Outline annotation records:

'''

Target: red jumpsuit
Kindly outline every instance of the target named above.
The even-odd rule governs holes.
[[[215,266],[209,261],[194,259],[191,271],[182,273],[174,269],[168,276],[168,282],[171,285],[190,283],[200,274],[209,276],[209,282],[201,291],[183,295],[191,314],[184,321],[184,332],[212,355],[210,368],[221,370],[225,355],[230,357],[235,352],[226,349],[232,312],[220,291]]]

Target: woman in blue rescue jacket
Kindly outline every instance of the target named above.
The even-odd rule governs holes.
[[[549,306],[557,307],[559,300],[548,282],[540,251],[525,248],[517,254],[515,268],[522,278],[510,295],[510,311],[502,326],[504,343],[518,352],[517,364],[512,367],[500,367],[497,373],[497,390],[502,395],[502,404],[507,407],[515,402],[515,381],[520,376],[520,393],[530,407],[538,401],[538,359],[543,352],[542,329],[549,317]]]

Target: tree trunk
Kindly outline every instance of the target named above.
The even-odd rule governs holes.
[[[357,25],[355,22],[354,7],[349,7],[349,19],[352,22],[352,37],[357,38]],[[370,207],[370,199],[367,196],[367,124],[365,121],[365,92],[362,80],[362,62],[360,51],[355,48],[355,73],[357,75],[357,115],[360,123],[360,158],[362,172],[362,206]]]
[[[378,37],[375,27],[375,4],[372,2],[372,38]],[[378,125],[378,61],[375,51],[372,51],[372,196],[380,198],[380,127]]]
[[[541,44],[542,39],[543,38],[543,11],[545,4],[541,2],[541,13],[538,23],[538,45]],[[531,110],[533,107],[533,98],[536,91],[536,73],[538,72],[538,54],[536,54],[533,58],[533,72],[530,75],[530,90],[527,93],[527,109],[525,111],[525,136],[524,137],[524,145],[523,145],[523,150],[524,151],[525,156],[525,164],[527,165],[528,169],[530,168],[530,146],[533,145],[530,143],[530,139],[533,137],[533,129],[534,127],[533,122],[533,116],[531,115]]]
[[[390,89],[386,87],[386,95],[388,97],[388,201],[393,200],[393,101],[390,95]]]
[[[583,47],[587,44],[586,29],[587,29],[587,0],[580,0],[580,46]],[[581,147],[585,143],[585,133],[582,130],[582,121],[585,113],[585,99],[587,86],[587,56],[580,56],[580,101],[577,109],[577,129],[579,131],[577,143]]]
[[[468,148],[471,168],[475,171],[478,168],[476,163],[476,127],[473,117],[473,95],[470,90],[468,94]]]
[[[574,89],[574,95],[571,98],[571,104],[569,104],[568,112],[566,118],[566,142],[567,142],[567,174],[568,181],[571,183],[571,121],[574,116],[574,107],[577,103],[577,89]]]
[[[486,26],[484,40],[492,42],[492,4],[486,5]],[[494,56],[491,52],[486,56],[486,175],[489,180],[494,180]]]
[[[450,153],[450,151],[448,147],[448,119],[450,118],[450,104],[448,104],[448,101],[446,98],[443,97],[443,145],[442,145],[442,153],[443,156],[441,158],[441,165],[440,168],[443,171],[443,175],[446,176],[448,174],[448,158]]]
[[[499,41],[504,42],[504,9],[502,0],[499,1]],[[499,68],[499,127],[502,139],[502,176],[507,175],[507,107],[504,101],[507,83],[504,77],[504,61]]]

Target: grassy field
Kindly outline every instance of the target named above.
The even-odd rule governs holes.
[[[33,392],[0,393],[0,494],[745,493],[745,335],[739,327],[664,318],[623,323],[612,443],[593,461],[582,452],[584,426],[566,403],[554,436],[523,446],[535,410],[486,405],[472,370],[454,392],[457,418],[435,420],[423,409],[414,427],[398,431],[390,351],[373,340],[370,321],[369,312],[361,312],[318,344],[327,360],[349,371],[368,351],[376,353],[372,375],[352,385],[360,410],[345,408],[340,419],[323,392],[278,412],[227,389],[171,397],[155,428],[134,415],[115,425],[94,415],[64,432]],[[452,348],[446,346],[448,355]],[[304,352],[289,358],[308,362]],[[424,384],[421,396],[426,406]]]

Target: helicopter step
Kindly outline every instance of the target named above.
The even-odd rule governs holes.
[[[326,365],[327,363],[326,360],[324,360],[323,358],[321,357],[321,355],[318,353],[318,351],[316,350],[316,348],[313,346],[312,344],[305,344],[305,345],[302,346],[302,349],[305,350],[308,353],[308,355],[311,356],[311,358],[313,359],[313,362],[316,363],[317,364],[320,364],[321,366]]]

'''

| Problem description |
Reproduce every line of the records above verbatim, with nothing changed or omitted.

| Correct response |
Target: red jumpsuit
Kindly outline every instance of the target named above.
The even-odd rule governs holes.
[[[215,266],[209,261],[194,259],[191,271],[182,273],[174,269],[168,276],[168,282],[171,285],[190,283],[200,274],[209,276],[209,282],[201,291],[183,295],[191,314],[184,321],[184,332],[212,355],[210,368],[221,370],[225,355],[230,357],[235,352],[226,349],[232,312],[220,291]]]

Target: woman in blue rescue jacket
Kindly outline every instance of the target named above.
The even-odd rule governs holes.
[[[549,306],[557,307],[559,300],[548,282],[540,251],[525,248],[517,254],[515,268],[522,278],[510,295],[510,311],[502,326],[504,343],[518,352],[517,364],[512,367],[500,367],[497,373],[497,390],[502,395],[502,404],[507,407],[515,402],[515,381],[520,376],[520,393],[530,407],[538,401],[538,359],[543,352],[542,329],[549,317]]]

Target: tree trunk
Kindly outline every instance of the target named above.
The even-odd rule governs holes.
[[[357,25],[355,22],[354,7],[349,7],[349,19],[352,22],[352,37],[357,38]],[[370,207],[370,199],[367,196],[367,124],[365,121],[365,92],[362,80],[362,62],[360,51],[355,48],[355,73],[357,75],[357,115],[360,123],[360,158],[362,172],[362,206]]]
[[[378,37],[375,27],[375,4],[372,2],[372,38]],[[378,125],[378,61],[375,51],[372,51],[372,196],[380,198],[380,127]]]
[[[541,44],[542,39],[543,38],[543,11],[545,4],[541,2],[541,13],[538,23],[538,45]],[[531,110],[533,107],[533,98],[536,91],[536,73],[538,72],[538,54],[536,54],[533,58],[533,72],[530,75],[530,90],[527,93],[527,109],[525,111],[525,136],[524,137],[524,145],[523,145],[523,150],[524,151],[525,156],[525,164],[527,165],[528,169],[530,168],[530,146],[533,145],[530,143],[530,139],[533,137],[533,129],[534,127],[533,122],[533,116],[531,115]]]
[[[390,89],[386,87],[386,95],[388,97],[388,201],[393,200],[393,101],[390,95]]]
[[[583,47],[587,44],[586,29],[587,29],[587,0],[580,0],[580,46]],[[581,147],[585,143],[585,133],[582,130],[582,121],[585,113],[585,99],[587,86],[587,56],[580,56],[580,101],[577,109],[577,129],[579,131],[577,143]]]
[[[468,148],[471,168],[475,171],[478,168],[476,163],[476,127],[473,117],[473,95],[470,90],[468,94]]]
[[[574,89],[574,95],[571,98],[571,104],[569,104],[568,112],[566,118],[566,142],[567,142],[567,174],[568,181],[571,183],[571,121],[574,116],[574,107],[577,103],[577,89]]]
[[[486,26],[484,40],[492,42],[492,4],[486,5]],[[494,56],[491,52],[486,56],[486,175],[489,180],[494,180]]]
[[[450,153],[450,151],[448,147],[448,119],[450,118],[450,104],[448,104],[448,101],[446,98],[443,97],[443,145],[442,145],[442,153],[443,156],[441,158],[441,165],[440,168],[443,171],[443,175],[446,176],[448,174],[448,158]]]
[[[499,41],[504,42],[504,9],[502,0],[499,1]],[[499,68],[499,127],[502,139],[502,176],[507,175],[507,107],[504,101],[507,83],[504,77],[504,61]]]

Target: grassy field
Kindly outline every instance of the target named above.
The even-odd rule governs holes.
[[[33,392],[0,393],[0,494],[745,493],[745,335],[739,327],[664,318],[623,323],[612,443],[593,461],[582,452],[584,426],[566,403],[554,436],[523,446],[535,410],[486,405],[472,370],[454,392],[457,418],[435,420],[423,409],[414,427],[398,431],[390,351],[373,340],[370,321],[369,312],[361,312],[318,344],[327,360],[349,371],[368,351],[376,353],[372,375],[352,385],[360,410],[345,408],[340,419],[323,392],[278,412],[227,389],[171,397],[155,428],[134,415],[115,425],[94,415],[64,432]],[[452,348],[446,346],[448,355]],[[304,352],[289,358],[308,362]],[[424,384],[421,396],[426,406]]]

Target: helicopter step
Kindly outline every instance of the target named above.
The even-odd rule governs holes.
[[[326,365],[327,363],[326,360],[324,360],[323,358],[321,357],[321,355],[318,353],[318,351],[316,350],[316,348],[313,346],[312,344],[305,344],[305,345],[302,346],[302,349],[305,350],[308,353],[308,355],[311,356],[311,358],[313,359],[313,362],[316,363],[317,364],[320,364],[321,366]]]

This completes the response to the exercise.